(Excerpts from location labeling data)
####################

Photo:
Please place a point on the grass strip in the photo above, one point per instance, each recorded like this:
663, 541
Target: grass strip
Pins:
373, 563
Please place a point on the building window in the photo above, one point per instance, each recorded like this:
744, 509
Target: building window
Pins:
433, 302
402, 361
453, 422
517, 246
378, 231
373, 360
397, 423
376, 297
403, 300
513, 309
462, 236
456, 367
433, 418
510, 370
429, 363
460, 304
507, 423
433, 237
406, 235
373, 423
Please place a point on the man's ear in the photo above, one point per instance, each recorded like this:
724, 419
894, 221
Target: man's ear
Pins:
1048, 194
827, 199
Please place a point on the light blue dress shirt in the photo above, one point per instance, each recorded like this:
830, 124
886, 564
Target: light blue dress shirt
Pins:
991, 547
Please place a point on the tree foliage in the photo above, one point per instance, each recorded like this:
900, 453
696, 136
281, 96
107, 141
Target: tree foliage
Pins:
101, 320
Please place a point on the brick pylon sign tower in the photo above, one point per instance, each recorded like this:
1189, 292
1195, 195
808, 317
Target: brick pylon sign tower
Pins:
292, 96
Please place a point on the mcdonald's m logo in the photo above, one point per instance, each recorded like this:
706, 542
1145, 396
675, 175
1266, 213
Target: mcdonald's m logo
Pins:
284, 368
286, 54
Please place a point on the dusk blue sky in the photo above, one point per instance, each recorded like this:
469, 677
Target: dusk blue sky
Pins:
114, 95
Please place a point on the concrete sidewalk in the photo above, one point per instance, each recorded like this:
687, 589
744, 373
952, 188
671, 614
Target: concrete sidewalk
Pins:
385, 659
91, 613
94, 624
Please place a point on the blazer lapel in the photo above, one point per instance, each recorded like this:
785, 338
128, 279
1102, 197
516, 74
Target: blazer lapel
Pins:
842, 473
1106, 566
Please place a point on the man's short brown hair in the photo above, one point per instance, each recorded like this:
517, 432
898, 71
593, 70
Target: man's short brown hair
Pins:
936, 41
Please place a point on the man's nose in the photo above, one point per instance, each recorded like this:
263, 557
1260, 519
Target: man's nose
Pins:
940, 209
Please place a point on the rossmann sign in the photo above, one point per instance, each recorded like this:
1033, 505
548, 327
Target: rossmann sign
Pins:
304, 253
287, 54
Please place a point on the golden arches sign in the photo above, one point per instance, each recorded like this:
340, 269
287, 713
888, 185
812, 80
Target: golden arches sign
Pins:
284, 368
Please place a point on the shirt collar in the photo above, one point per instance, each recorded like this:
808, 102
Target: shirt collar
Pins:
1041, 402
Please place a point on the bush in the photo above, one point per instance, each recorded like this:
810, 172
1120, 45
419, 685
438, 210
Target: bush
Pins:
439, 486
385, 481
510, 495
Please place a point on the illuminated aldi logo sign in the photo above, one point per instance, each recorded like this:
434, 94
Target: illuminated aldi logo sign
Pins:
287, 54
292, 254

####################

▸ **Given request**
Would you write out every one of the entries above again, word for word and line for line, without changing anything?

▸ **Task answer**
Photo:
Please place a point on the grass strip in the photo above, one point per instance, each recorded like this:
663, 541
Target: grass strip
Pins:
373, 563
Please place a point on the building window in the photo above, one point per instance, each recorded like this:
744, 509
Target: building window
Pins:
433, 302
402, 361
453, 422
517, 246
378, 231
373, 360
397, 423
376, 297
403, 300
513, 309
462, 236
456, 367
433, 418
510, 370
429, 363
460, 304
507, 423
433, 237
406, 235
373, 423
Please place a point on the man's ear in the photo above, one point per instance, each recorded like this:
724, 419
894, 221
Target: man's ear
Pins:
1048, 194
827, 199
Please place a point on the light blue dress shirt in the photo above, one point per instance, each recorded like this:
830, 124
886, 564
Target: light blue dress shirt
Pins:
991, 547
Please place a point on the tree foliage in the photo above, one point per instance, each recorded like this:
900, 453
696, 136
281, 96
107, 141
Target: tree foliage
Pins:
101, 320
Please place a point on the brick pylon sign tower in the photo above, one point per instance, each recorded like this:
1189, 292
1195, 195
808, 317
Target: brick pylon sign tower
Pins:
292, 96
Please place a point on the mcdonald's m logo in the photo above, one point per instance, each recorded like this:
706, 542
1145, 396
675, 175
1266, 213
Target: mcdonald's m logo
Pins:
284, 368
286, 54
Please place a point on the dusk blue sky in the photo above, one point per instance, each recorded like this:
469, 677
Target: dusk blue sky
Pins:
114, 95
Please place a point on the concrete sidewalk in the photo above, one point per instance, each recorded like this:
687, 589
744, 373
952, 188
671, 614
Target: concrete sidewalk
Pins:
385, 659
91, 613
94, 624
Please place a point on the blazer lapel in the photo above, one point per instance, each recorded like this:
785, 338
128, 279
1102, 197
516, 74
Target: blazer lapel
Pins:
842, 473
1106, 566
Please place a point on the man's short brown hair in the photo above, one point per instance, each recorded like this:
517, 432
898, 71
593, 70
Target: man's short brown hair
Pins:
936, 41
Please place a point on the man's nose in the photo above, one point per instance, each recorded like this:
263, 557
1260, 519
Target: man's nose
Pins:
940, 209
Please place a point on the rossmann sign in the photo above, one point per instance, each recorded like this:
1033, 505
548, 327
Target: rossmann sign
Pins:
304, 253
287, 54
Please place a point on the golden arches sign in the photo above, one point per instance, each recorded like this:
340, 269
287, 713
888, 185
812, 80
Target: golden arches sign
Pins:
284, 368
Please place a point on the shirt collar in the photo above, one point per instance, each recorded like this:
808, 102
Target: shirt collar
Pins:
1041, 402
Please place a point on the bush in the photo above, one point per instance, each recorded like this:
810, 172
1120, 45
419, 685
438, 210
Target: bush
Pins:
439, 486
385, 481
510, 495
Please place a point on the illuminated aldi logo sign in the photo above, one point per instance, each recorded like this:
434, 94
Target: illuminated aldi logo sign
Pins:
287, 54
292, 254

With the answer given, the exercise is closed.